According to appellant, the probable cause affidavit misstated the
complainant’s last name as “Green” instead of “Tapp.” Appellant contends:
The probable cause statement attested to by Officer Clopton listed the
Complainant [for the August shooting] as Brent Green. This was a
false statement as his name was Brent Tapp. At the least, this
misstatement by Clopton was reckless as he was aware prior to
swearing to the statement that his partner, Officer Harris, while with
Clopton, had tried to pull up Brent Green [on a computer search] and
was unable to do so.
In appellant’s view, this misstatement undermined Officer Clopton’s assertion in
the affidavit that Tapp was reliable and credible.

##############################

# Problems
(1) In the legal excerpt, copy the part that opens with the words containing "According to appellant, the" and closes with "unable to do so.", reproducing every word without change.
(2) In the legal excerpt, what name did the probable cause affidavit give for the complainant in the August shooting?
(3) Go on with the legal excerpt about the probable cause affidavit, beginning right after its final sentence.

# Data rows
##############################

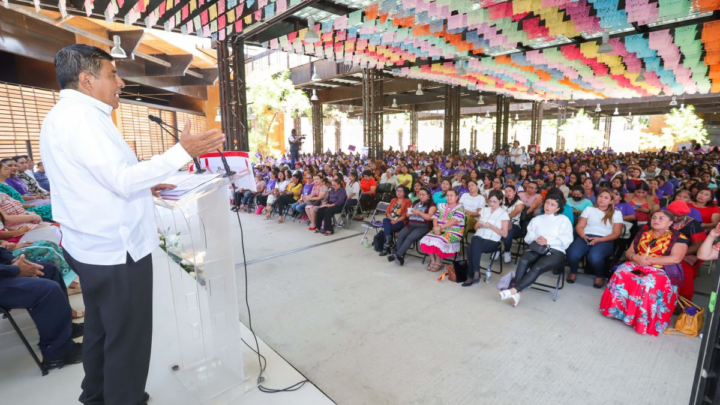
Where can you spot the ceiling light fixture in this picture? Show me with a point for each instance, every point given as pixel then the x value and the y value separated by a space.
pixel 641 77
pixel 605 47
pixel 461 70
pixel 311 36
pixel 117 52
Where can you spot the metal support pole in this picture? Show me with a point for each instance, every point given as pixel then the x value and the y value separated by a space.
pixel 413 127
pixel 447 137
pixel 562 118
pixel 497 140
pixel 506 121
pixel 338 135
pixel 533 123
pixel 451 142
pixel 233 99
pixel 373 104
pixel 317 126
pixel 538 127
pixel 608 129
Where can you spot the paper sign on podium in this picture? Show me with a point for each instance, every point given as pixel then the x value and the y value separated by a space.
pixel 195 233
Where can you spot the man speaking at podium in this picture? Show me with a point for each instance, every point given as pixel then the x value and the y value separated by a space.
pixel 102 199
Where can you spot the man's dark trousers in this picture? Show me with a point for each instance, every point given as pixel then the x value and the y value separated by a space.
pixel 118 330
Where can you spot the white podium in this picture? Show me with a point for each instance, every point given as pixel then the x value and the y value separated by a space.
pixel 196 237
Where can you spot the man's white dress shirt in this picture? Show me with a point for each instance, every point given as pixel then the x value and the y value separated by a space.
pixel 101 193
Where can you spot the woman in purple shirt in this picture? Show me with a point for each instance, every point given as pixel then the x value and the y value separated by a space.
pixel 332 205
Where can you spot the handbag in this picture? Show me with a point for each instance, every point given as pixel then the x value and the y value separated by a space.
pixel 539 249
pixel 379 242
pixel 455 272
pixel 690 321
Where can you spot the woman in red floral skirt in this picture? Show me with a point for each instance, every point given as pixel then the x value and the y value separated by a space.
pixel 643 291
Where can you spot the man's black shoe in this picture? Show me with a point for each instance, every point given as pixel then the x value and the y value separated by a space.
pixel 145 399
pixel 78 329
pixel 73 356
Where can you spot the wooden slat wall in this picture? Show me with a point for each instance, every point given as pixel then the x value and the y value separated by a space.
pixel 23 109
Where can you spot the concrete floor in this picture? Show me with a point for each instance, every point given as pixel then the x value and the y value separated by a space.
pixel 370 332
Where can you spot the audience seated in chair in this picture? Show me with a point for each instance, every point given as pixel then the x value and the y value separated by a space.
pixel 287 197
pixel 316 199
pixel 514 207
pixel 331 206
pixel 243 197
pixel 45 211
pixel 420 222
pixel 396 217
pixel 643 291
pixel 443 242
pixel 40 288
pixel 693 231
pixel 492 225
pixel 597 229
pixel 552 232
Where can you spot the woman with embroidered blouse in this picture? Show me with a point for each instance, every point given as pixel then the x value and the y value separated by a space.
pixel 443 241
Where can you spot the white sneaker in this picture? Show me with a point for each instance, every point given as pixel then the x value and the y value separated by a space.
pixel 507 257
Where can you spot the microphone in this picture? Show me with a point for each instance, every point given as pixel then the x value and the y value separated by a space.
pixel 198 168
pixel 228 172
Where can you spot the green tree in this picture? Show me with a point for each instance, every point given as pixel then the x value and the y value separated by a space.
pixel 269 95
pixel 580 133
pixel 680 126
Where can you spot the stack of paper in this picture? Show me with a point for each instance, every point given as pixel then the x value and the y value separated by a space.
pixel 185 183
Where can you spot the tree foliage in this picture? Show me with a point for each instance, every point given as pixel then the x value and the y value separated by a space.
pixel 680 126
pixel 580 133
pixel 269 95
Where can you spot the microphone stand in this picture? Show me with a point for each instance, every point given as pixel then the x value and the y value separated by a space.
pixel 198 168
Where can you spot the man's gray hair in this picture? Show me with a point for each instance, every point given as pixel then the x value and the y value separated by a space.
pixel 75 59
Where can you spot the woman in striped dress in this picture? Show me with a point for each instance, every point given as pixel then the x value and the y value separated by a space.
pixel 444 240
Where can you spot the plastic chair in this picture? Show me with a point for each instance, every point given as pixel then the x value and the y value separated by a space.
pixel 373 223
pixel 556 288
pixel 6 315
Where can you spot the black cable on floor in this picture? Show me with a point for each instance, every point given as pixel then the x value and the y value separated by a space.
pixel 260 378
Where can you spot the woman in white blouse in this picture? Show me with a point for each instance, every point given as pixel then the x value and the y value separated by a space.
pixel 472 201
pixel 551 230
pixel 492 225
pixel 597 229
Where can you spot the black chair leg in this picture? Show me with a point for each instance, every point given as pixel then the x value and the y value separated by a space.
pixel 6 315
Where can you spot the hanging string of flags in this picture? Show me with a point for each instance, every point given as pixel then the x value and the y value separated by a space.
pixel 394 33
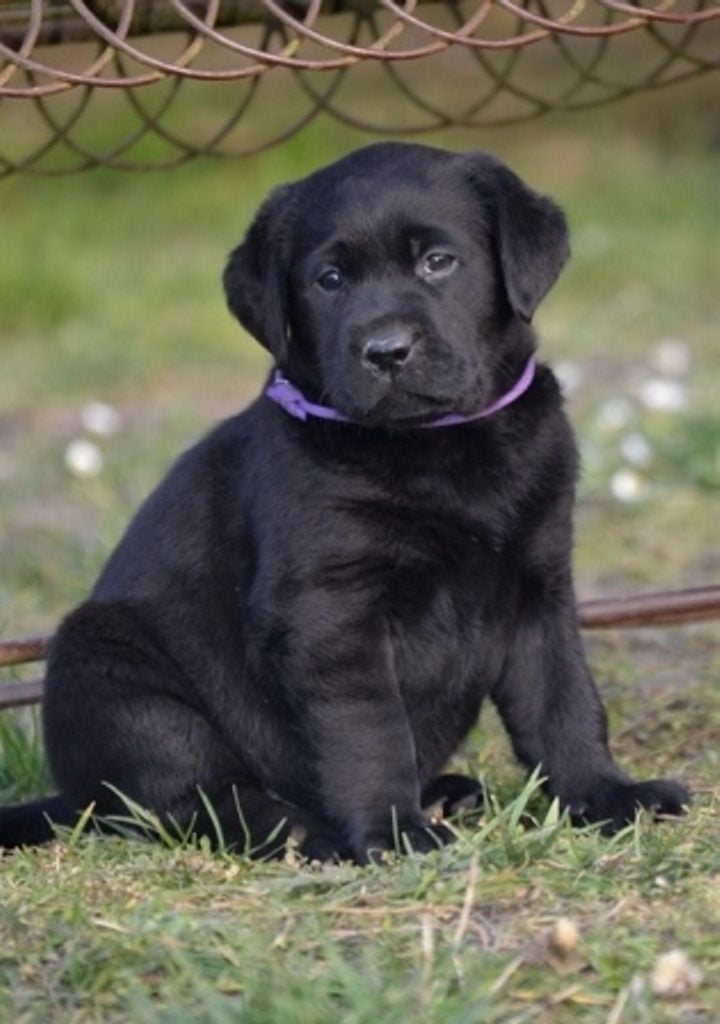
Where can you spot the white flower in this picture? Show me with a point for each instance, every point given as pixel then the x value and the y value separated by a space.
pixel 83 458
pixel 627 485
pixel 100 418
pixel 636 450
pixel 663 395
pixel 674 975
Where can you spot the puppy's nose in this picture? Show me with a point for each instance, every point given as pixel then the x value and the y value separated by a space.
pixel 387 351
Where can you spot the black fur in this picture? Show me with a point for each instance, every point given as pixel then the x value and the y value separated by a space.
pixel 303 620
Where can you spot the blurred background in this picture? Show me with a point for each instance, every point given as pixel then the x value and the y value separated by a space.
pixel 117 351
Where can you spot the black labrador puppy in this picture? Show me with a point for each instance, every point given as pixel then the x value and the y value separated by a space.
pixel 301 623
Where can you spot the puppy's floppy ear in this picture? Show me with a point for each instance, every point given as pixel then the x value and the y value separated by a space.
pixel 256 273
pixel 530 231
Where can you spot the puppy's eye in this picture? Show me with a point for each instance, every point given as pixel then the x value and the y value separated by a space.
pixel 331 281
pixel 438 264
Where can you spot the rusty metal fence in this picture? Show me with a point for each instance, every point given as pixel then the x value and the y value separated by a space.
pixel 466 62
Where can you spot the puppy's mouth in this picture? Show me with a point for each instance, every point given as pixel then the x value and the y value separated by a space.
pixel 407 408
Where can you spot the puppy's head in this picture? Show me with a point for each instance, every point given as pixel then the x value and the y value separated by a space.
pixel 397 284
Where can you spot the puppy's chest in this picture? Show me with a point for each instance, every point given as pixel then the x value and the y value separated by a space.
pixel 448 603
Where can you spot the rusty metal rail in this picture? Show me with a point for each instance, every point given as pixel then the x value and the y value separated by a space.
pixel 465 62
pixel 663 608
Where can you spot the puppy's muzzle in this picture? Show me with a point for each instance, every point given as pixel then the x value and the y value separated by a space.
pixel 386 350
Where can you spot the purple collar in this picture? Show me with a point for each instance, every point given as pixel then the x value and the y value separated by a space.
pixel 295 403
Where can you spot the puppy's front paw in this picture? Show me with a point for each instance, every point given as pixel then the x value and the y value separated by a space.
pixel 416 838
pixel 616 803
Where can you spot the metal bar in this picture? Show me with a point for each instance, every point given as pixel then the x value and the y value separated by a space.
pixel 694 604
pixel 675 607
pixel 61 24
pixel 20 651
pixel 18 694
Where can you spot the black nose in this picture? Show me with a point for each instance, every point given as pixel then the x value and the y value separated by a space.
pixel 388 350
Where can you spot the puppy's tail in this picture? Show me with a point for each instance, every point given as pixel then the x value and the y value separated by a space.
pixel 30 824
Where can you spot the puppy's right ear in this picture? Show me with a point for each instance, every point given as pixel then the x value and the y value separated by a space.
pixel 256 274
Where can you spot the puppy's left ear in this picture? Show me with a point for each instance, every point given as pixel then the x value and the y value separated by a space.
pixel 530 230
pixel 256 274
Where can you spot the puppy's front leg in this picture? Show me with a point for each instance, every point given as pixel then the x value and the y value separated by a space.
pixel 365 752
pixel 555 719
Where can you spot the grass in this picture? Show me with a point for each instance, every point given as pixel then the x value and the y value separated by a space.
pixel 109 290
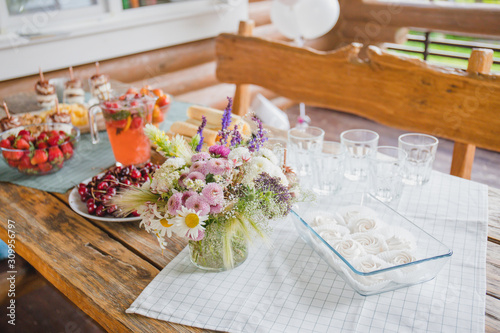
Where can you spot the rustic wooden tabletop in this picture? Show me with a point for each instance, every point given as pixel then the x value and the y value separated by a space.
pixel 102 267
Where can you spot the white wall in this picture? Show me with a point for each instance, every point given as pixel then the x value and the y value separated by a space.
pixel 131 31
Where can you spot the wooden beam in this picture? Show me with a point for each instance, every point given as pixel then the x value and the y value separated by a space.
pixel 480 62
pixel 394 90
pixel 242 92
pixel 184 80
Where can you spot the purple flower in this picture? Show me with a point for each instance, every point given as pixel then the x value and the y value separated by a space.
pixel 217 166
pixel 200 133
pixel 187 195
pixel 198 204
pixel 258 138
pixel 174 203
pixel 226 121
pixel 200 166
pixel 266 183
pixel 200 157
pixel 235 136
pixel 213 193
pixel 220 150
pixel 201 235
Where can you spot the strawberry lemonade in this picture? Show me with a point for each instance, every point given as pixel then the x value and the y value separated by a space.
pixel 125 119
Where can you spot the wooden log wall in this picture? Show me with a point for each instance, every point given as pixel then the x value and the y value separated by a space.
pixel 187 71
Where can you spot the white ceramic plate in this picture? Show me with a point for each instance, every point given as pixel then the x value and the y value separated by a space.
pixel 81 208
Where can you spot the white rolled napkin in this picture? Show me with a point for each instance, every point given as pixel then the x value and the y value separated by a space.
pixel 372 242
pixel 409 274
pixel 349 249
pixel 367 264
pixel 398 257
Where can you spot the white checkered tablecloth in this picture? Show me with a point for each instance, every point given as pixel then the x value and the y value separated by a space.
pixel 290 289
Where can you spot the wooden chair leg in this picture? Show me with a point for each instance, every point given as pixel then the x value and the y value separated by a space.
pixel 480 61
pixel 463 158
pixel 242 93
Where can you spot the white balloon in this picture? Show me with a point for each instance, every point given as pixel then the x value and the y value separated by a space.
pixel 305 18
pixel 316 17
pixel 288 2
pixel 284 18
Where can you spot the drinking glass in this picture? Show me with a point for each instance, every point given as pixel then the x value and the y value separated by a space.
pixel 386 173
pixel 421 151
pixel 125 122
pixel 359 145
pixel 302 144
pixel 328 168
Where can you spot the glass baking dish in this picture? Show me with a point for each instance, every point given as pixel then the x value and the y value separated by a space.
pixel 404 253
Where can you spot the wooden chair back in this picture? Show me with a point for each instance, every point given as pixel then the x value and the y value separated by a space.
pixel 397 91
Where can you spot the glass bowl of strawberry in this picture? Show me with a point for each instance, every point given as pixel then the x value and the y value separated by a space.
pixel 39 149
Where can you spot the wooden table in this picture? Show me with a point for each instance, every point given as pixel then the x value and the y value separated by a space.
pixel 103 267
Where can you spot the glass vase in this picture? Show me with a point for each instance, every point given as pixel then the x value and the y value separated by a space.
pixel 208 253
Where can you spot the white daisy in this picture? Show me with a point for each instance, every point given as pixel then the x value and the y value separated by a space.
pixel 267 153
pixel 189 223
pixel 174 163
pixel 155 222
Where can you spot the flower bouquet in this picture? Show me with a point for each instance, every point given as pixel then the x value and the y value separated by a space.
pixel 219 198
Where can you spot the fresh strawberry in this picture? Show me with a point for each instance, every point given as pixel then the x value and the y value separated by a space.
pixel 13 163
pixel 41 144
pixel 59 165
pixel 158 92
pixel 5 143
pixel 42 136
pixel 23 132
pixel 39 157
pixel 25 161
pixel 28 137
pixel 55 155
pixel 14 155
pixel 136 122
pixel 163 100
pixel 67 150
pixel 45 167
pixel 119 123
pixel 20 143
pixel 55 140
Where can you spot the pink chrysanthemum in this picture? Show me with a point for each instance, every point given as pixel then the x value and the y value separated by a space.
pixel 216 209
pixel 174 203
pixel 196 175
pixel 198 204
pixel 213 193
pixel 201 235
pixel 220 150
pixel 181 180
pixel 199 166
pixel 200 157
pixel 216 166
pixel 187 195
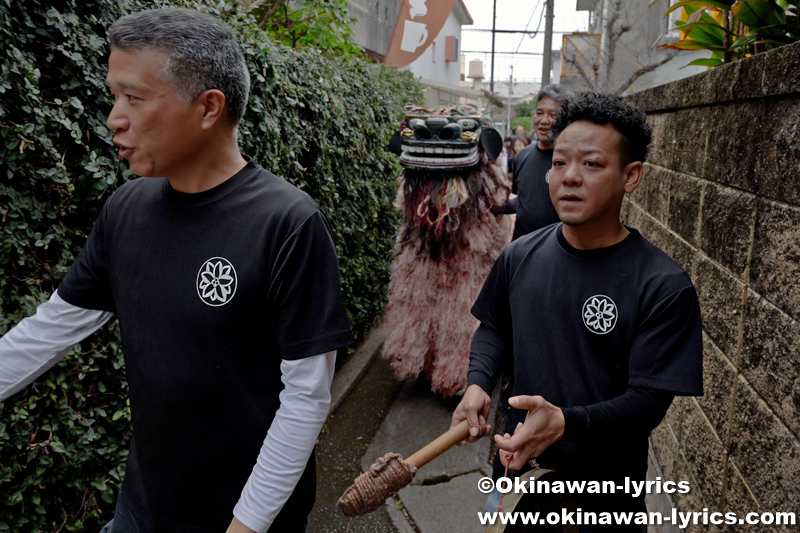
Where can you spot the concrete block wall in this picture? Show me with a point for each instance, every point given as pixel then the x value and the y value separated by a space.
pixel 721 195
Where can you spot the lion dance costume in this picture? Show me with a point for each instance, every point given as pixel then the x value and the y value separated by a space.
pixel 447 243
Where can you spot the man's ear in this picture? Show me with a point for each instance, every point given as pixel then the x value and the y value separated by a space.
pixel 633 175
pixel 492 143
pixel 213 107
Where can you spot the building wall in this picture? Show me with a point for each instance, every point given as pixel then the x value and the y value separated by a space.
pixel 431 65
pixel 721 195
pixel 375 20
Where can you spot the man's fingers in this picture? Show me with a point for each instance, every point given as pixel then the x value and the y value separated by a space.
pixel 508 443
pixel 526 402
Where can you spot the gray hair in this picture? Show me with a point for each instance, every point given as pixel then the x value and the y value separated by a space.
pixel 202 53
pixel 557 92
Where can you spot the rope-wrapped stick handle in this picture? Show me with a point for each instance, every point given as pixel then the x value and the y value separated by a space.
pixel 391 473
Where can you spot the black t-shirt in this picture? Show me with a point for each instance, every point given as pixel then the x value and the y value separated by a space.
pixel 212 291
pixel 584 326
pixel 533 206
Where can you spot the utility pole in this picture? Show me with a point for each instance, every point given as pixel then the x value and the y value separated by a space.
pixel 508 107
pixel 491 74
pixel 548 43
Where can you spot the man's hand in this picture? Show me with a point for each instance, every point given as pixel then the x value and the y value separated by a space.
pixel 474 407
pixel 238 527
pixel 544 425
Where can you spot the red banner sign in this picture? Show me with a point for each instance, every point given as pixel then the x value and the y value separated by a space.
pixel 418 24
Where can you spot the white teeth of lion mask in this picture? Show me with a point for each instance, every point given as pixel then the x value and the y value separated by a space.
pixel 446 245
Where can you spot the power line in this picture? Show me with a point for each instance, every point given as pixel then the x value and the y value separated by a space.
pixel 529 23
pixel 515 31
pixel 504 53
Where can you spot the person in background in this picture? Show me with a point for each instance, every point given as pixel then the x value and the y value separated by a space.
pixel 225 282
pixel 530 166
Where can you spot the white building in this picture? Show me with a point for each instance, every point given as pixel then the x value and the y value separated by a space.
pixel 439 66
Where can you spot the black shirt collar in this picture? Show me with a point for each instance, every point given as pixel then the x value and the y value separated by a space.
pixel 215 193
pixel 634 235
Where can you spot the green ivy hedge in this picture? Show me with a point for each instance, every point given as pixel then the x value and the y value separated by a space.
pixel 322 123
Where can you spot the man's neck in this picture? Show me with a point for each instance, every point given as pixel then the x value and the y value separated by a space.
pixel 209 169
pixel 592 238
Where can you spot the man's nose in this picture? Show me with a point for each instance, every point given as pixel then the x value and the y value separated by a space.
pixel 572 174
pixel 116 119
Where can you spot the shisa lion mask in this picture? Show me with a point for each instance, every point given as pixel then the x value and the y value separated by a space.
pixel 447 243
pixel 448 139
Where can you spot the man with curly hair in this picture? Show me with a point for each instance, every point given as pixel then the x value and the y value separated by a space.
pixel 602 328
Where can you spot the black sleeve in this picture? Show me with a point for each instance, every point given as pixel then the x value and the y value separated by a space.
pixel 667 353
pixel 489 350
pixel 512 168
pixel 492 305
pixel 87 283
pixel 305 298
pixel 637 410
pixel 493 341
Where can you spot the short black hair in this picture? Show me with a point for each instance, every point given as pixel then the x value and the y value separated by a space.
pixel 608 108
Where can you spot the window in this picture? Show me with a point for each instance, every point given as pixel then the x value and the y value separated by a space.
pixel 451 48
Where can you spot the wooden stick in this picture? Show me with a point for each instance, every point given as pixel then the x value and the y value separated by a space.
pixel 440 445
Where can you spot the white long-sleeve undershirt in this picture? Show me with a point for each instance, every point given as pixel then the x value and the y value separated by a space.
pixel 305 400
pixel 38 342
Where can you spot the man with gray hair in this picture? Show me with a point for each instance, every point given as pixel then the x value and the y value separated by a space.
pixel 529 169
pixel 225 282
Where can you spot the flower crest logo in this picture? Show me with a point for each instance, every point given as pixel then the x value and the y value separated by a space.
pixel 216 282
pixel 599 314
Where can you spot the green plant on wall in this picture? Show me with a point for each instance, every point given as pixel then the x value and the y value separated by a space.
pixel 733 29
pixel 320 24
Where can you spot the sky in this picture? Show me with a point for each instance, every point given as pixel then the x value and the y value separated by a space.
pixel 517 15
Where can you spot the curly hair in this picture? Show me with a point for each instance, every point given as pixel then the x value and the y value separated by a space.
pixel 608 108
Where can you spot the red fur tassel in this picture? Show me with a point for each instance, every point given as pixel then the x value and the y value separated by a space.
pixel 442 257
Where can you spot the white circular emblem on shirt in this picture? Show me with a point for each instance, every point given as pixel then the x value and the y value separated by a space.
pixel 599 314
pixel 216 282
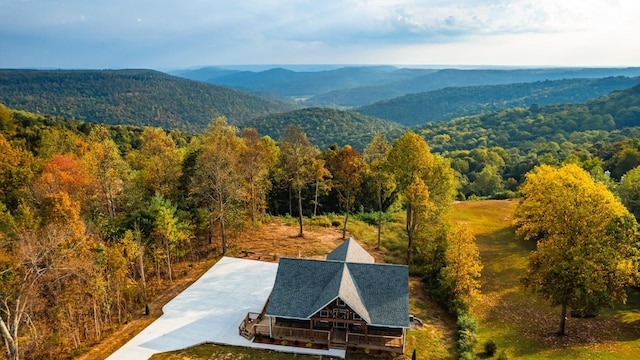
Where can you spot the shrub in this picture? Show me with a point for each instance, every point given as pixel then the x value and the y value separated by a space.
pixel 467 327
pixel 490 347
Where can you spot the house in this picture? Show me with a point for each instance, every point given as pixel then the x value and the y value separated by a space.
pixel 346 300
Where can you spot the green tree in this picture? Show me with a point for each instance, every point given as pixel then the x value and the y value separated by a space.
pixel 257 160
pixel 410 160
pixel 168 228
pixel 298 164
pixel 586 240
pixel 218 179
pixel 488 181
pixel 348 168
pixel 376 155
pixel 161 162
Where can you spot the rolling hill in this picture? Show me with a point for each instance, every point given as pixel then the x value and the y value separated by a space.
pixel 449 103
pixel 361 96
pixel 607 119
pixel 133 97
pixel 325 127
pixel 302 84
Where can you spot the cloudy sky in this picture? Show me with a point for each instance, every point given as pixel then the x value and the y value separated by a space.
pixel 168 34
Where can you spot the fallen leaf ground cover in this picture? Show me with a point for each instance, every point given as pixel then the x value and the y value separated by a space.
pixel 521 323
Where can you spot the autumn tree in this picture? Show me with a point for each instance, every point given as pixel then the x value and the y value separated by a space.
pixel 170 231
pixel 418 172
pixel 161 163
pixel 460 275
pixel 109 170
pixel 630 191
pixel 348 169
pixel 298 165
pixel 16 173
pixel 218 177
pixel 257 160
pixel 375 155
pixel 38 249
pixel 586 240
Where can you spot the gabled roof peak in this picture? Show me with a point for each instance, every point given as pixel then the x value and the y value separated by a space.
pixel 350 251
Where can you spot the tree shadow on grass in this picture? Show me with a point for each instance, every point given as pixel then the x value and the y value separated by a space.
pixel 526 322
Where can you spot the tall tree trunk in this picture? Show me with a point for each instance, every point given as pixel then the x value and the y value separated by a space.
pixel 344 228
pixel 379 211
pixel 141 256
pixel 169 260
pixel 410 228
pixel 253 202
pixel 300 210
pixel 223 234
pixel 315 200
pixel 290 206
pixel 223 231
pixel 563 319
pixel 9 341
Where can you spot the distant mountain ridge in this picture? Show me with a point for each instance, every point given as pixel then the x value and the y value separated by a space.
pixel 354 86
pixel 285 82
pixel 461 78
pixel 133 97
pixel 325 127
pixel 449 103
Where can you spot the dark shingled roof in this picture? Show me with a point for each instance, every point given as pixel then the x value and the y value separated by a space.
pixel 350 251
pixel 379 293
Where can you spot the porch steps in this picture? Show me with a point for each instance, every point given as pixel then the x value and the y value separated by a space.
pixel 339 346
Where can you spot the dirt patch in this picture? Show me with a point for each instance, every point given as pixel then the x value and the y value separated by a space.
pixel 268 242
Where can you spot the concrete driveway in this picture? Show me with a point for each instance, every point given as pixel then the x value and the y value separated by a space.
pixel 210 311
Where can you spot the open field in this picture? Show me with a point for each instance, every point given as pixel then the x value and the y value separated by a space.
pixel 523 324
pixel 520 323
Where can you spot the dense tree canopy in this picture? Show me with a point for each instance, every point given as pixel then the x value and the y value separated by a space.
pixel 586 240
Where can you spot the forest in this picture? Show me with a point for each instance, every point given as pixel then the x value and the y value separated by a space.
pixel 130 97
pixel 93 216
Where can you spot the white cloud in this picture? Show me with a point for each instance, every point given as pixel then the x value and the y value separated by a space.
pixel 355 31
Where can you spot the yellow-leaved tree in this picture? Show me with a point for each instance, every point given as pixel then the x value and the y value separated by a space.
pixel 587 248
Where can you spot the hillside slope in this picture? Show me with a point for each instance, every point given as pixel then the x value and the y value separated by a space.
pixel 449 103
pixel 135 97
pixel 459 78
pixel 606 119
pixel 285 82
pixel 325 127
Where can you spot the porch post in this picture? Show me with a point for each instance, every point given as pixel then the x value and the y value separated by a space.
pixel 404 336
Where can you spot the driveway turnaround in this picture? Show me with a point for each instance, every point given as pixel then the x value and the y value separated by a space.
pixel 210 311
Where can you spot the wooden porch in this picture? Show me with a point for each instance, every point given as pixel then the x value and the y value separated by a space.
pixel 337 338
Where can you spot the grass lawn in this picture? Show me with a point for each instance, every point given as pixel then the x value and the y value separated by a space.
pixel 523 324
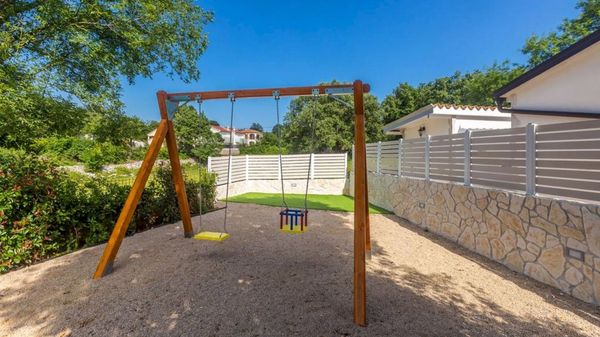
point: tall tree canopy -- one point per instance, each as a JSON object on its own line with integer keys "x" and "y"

##############################

# Answer set
(1)
According to appellant, the probable cause affidavit misstated the
complainant’s last name as “Green” instead of “Tapp.” Appellant contends:
The probable cause statement attested to by Officer Clopton listed the
Complainant [for the August shooting] as Brent Green. This was a
false statement as his name was Brent Tapp. At the least, this
misstatement by Clopton was reckless as he was aware prior to
swearing to the statement that his partner, Officer Harris, while with
Clopton, had tried to pull up Brent Green [on a computer search] and
was unable to do so.

(2) Brent Green

(3)
At the pretrial suppression hearing on this issue, Officer Clopton testified
that he did not learn that Tapp had given him a false name until after he had
obtained the arrest warrant. Officer Clopton said that, in his experience, it was not
uncommon for people to give a false name to police, but that such people may still
be credible and reliable, as he considered Tapp to be. Officer Clopton had no
reason to doubt Tapp’s credibility because Officer Clopton personally observed
29
that Tapp had suffered a gunshot wound to his leg, which aligned with the events
described by Tapp that Clopton included in the probable cause affidavit.
The reliability of the affiant and his sources of information are part of the
totality of the circumstances that the magistrate should evaluate in making a
probable cause determination. Johnson v. State, 803 S.W.2d 272, 289 (Tex. Crim.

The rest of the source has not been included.